▸ **THE REQUEST**: Everything from the line with "Exercise. Put one" to the end of the data should be restated word for word, and nothing before it.

▸ **EXTRACTED INFORMATION**:
........
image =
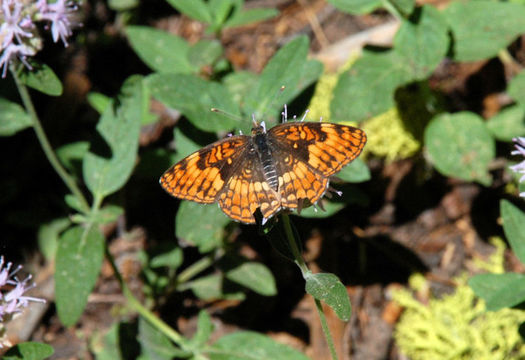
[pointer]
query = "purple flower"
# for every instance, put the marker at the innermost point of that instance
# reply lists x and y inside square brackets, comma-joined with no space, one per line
[59,13]
[519,143]
[12,299]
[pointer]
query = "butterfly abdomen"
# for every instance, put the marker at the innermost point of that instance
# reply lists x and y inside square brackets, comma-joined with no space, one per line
[267,162]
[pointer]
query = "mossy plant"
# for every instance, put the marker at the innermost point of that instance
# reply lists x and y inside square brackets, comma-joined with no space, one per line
[458,326]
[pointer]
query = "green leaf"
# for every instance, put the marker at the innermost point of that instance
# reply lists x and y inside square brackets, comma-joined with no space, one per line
[499,290]
[328,288]
[42,78]
[29,351]
[482,28]
[155,345]
[250,16]
[516,88]
[422,41]
[508,123]
[195,98]
[78,260]
[330,208]
[107,214]
[204,52]
[356,6]
[161,51]
[204,330]
[459,145]
[284,69]
[98,101]
[404,6]
[107,170]
[13,118]
[254,276]
[355,172]
[200,225]
[370,84]
[210,287]
[72,153]
[48,235]
[172,259]
[195,9]
[514,228]
[247,345]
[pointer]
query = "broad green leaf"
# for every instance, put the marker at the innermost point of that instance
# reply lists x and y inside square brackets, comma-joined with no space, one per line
[355,172]
[459,145]
[98,101]
[516,88]
[423,41]
[107,168]
[205,52]
[204,330]
[250,16]
[210,287]
[29,351]
[48,235]
[499,290]
[508,123]
[161,51]
[367,88]
[42,78]
[481,29]
[254,276]
[239,84]
[195,98]
[327,287]
[200,225]
[155,345]
[78,260]
[284,69]
[247,345]
[13,118]
[514,228]
[171,258]
[356,6]
[195,9]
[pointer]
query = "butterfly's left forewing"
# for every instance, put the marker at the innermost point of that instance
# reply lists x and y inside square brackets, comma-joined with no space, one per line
[202,175]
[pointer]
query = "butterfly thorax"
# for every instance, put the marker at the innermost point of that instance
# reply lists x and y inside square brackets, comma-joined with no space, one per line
[264,152]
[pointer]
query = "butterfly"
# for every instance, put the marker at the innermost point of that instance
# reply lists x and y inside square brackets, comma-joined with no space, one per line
[267,170]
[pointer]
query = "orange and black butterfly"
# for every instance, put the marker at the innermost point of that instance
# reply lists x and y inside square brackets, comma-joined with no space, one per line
[270,170]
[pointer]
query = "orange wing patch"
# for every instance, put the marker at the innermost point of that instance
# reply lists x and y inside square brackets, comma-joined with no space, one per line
[200,176]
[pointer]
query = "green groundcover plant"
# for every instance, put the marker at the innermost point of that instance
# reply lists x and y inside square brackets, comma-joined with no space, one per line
[460,145]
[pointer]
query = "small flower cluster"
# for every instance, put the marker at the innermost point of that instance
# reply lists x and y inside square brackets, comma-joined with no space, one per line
[519,143]
[12,299]
[19,37]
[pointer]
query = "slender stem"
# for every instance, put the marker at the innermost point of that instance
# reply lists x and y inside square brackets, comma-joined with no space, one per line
[305,271]
[44,143]
[293,244]
[143,311]
[326,330]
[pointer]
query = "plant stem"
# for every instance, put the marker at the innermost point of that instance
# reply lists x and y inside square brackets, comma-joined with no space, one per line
[293,242]
[164,328]
[44,143]
[326,329]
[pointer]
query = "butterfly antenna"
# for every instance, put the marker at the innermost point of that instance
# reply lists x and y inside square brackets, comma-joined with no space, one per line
[227,114]
[284,114]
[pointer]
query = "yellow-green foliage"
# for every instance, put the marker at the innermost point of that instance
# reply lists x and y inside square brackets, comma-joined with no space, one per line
[387,136]
[457,326]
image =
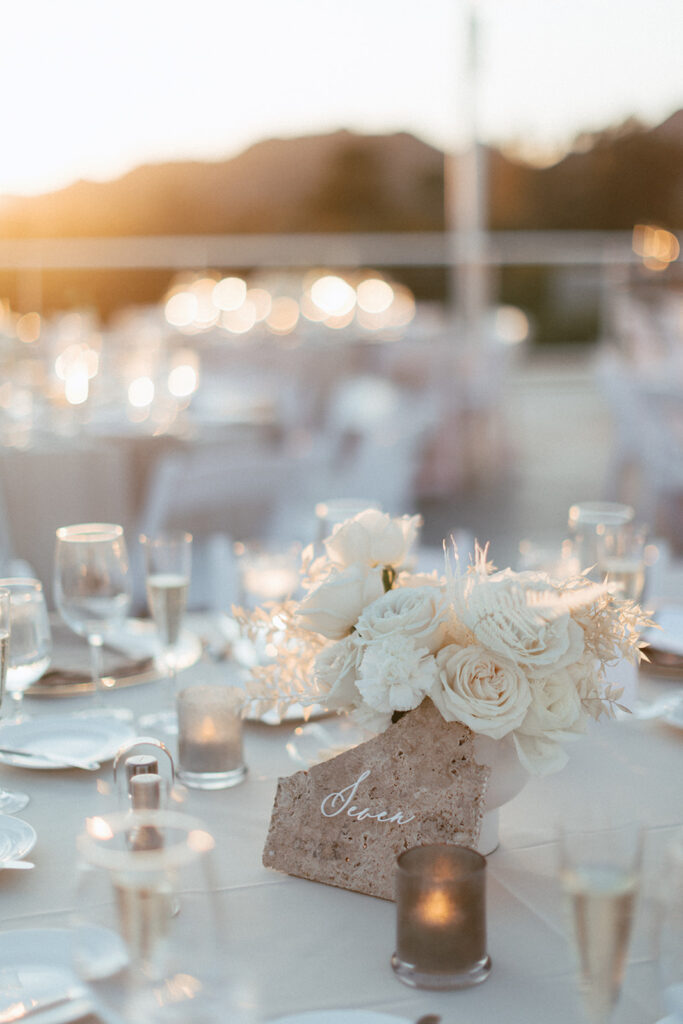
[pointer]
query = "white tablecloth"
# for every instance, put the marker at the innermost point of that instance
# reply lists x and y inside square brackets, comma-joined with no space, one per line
[299,945]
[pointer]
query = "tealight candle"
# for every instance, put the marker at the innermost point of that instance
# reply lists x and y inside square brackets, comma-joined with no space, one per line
[441,919]
[210,755]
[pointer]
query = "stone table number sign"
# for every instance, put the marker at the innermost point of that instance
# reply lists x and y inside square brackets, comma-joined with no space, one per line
[344,821]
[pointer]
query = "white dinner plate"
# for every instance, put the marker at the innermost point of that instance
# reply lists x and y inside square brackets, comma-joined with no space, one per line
[37,972]
[16,839]
[675,716]
[340,1017]
[84,737]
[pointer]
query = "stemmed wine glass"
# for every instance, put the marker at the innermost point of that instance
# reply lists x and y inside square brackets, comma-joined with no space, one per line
[600,872]
[168,567]
[9,802]
[92,585]
[31,646]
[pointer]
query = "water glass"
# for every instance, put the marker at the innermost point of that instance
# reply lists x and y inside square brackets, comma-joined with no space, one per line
[622,560]
[10,802]
[168,568]
[590,521]
[147,932]
[600,876]
[671,931]
[92,584]
[31,643]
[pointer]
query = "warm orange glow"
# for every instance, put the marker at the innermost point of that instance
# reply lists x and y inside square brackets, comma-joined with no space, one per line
[141,392]
[181,309]
[182,381]
[200,841]
[240,321]
[656,247]
[511,325]
[402,307]
[28,328]
[261,302]
[98,828]
[310,310]
[333,295]
[375,295]
[229,293]
[437,907]
[284,316]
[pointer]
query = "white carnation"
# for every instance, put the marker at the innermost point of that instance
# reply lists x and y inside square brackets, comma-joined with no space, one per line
[335,670]
[521,616]
[394,675]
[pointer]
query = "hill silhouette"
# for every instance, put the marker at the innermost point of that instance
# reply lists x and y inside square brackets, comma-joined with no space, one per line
[344,181]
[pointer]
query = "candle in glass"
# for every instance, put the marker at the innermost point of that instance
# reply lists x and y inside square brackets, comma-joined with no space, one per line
[210,753]
[441,920]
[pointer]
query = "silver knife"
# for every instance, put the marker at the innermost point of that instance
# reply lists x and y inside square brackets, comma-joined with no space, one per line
[56,759]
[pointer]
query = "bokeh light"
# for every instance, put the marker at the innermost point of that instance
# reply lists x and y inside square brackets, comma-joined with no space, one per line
[141,392]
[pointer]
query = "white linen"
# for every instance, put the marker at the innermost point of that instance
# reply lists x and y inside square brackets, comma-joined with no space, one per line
[297,945]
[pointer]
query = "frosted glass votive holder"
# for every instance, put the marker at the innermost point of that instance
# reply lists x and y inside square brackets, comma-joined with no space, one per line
[440,918]
[210,749]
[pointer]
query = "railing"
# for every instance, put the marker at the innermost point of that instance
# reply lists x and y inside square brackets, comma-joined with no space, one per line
[341,250]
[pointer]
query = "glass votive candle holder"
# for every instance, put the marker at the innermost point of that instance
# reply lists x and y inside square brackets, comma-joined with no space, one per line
[210,750]
[440,918]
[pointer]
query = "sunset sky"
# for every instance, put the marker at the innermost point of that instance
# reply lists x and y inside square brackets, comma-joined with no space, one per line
[92,88]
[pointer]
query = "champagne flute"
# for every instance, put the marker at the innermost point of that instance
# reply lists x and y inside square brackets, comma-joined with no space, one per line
[31,647]
[168,567]
[622,560]
[9,801]
[599,872]
[147,933]
[91,585]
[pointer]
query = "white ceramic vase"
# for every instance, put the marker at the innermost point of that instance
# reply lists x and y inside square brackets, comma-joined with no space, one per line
[508,777]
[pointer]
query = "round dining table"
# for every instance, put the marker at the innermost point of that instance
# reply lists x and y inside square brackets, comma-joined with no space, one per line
[295,945]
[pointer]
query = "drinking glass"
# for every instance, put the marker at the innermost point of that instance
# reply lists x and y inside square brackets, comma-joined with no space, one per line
[148,935]
[92,585]
[31,645]
[591,521]
[599,872]
[9,801]
[168,566]
[671,931]
[622,559]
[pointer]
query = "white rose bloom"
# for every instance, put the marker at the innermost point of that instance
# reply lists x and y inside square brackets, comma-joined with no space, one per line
[419,612]
[372,539]
[555,708]
[520,615]
[481,690]
[335,670]
[394,675]
[333,607]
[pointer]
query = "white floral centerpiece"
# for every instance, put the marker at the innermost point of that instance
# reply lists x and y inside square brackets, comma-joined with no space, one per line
[508,654]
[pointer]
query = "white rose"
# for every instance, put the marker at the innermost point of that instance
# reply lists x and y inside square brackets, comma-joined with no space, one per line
[418,612]
[372,539]
[555,708]
[335,670]
[394,675]
[521,616]
[333,607]
[481,690]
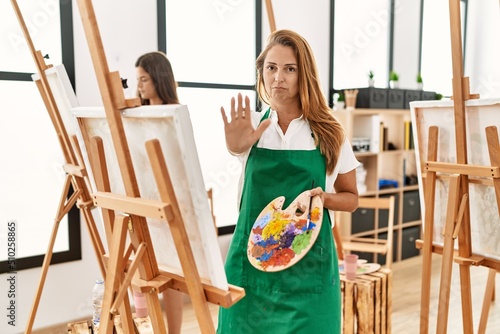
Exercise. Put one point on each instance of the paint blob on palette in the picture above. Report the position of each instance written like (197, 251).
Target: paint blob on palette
........
▸ **SOLUTION TO THIS PROBLEM**:
Exercise. Put one point on each instance of the paint blob on palette in the picture above. Report the position of each instance written like (197, 251).
Target: paint blob on palette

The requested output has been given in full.